# First day awesome impressions of fvwm user



## graudeejs (Nov 13, 2010)

Most of you probably know, that I'm x11-wm/fvwm2-devel user for years.

Yesterday I decided to see what is so awesome in x11-wm/awesome.
Frankly I think I'm amazed with potential, that this window manager can offer (thanks to lua) scripting language.

Right now I don't understand why virtual desktops are called tags in awesome, but that's alight.... What I totally love is layouts.

Layouts are so useful, especially when you're working with terminals (coding for example). I work with terminals probably 70% of my time (coding in vim, managing servers, reading mail in mutt, manage files, etc....), the rest is browsing web (probably some 20%), and using other apps.
•••••
▶ _Directive_
Transcribe the stretch of the forum post on first impressions of awesome from "# First day" through "love is layouts.".
•••••
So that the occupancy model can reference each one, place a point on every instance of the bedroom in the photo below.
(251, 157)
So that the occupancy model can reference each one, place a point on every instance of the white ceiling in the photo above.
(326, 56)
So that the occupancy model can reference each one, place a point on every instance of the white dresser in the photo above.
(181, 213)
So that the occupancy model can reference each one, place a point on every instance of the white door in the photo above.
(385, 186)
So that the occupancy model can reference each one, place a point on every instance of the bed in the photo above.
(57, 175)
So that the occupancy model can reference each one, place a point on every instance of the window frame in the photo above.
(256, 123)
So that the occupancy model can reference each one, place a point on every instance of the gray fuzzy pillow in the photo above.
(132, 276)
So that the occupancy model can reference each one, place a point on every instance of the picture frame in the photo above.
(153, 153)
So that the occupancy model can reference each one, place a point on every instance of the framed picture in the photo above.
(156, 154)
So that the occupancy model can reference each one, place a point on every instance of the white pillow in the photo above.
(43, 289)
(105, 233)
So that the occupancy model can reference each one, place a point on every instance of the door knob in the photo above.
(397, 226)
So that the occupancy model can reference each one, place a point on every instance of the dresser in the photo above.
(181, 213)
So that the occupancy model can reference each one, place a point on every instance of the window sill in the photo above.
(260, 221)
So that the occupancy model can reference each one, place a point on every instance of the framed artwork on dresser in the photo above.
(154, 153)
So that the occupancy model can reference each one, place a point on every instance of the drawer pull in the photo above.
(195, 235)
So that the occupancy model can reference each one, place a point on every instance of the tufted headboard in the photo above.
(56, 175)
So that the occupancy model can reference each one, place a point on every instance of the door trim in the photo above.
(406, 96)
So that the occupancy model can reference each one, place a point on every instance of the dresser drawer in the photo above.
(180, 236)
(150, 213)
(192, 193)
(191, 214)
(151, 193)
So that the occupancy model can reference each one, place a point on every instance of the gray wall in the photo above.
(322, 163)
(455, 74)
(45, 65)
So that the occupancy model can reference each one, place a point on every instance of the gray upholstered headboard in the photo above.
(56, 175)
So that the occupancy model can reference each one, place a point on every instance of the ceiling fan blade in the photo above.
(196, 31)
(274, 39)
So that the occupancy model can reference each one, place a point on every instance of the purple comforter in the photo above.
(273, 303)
•••••
▶ _Finished task_
# First day awesome impressions of fvwm user



## graudeejs (Nov 13, 2010)

Most of you probably know, that I'm x11-wm/fvwm2-devel user for years.

Yesterday I decided to see what is so awesome in x11-wm/awesome.
Frankly I think I'm amazed with potential, that this window manager can offer (thanks to lua) scripting language.

Right now I don't understand why virtual desktops are called tags in awesome, but that's alight.... What I totally love is layouts.